Choice “b” is incorrect. Inadequate needs assessments is an event that could impact the quality of the new staff added by Extra Edge and would impact the objective of adding 50 new staff members.
Choice “c” is incorrect. A sluggish job market is an event that could not only result in an abundance of staff but could also produce acceptance of more offers than there are available positions and would impact Extra Edge’s objective of adding 50 new staff members.
In order to comply with a director’s duty of loyalty to a corporation, what action(s) should a director take when presented with a corporate opportunity?
a.
Accept the opportunity and not offer it to the corporation.
b.
Offer the opportunity to the corporation and accept it if the corporation rejects it.
c.
Accept the opportunity and disclose the acceptance to the corporation.
d.
Reject the opportunity and not offer it to the corporation.

========================

◆ Directives
#1 According to the exam text, what objective of Extra Edge could be affected by inadequate needs assessments?
#2 Retype the exam text from "Offer the opportunity" up to and including "Reject the opportunity and not offer it to the corporation.".
The records that come next have no connection to the exam text.

========================

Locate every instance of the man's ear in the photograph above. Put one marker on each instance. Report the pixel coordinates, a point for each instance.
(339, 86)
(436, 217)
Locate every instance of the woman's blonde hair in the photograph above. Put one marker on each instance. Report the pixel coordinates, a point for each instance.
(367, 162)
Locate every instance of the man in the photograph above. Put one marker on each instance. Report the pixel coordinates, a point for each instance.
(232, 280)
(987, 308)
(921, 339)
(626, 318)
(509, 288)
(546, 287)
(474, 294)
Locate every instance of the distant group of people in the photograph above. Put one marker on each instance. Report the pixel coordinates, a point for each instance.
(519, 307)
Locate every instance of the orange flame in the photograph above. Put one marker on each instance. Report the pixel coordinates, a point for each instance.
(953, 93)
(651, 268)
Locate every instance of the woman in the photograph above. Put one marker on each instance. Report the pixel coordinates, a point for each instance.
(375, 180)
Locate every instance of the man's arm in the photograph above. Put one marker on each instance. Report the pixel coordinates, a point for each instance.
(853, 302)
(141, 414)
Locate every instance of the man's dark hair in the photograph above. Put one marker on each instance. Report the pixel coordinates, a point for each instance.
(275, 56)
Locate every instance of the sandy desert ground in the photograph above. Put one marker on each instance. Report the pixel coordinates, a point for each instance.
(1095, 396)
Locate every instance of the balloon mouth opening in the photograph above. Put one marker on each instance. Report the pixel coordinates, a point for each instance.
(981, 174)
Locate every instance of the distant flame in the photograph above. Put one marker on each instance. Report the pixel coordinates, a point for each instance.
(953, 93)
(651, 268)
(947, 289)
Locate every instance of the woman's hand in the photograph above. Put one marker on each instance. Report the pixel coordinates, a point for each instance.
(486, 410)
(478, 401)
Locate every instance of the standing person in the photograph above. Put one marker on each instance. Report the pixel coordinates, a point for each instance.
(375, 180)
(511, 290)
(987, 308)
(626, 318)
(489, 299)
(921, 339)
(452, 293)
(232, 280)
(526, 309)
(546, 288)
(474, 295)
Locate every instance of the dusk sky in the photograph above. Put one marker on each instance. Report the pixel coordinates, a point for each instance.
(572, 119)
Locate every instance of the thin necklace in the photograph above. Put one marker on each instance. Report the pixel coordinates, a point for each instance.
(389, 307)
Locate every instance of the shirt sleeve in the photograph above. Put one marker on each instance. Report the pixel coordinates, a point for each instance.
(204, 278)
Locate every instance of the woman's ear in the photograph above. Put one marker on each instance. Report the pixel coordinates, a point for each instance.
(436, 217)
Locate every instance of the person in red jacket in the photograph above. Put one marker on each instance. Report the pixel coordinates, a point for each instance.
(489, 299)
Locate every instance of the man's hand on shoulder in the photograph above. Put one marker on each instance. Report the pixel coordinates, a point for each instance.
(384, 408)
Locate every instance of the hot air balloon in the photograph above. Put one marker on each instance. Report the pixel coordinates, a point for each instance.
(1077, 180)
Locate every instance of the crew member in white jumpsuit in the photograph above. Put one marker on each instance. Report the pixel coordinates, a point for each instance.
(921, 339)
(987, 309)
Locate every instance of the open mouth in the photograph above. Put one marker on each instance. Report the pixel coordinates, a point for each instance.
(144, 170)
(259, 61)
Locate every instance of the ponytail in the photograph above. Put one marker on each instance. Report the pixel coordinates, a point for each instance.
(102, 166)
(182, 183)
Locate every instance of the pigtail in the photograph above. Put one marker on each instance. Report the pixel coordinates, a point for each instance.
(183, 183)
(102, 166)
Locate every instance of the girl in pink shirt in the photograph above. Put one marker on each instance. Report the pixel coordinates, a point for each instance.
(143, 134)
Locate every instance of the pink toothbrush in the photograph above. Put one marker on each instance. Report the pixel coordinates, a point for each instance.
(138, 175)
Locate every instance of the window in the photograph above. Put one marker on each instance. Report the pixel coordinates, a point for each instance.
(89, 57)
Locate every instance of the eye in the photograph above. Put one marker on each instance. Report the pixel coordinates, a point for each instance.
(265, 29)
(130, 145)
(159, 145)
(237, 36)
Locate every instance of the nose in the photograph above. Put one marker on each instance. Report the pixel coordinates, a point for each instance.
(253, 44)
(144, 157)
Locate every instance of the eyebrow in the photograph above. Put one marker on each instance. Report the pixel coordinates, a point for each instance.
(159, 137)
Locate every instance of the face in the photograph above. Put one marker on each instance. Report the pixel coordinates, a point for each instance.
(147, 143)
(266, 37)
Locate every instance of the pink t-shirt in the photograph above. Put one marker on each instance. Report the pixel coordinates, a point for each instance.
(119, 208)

========================

◆ Written answers
#1 The objective of adding 50 new staff members.

#2
Offer the opportunity to the corporation and accept it if the corporation rejects it.
c.
Accept the opportunity and disclose the acceptance to the corporation.
d.
Reject the opportunity and not offer it to the corporation.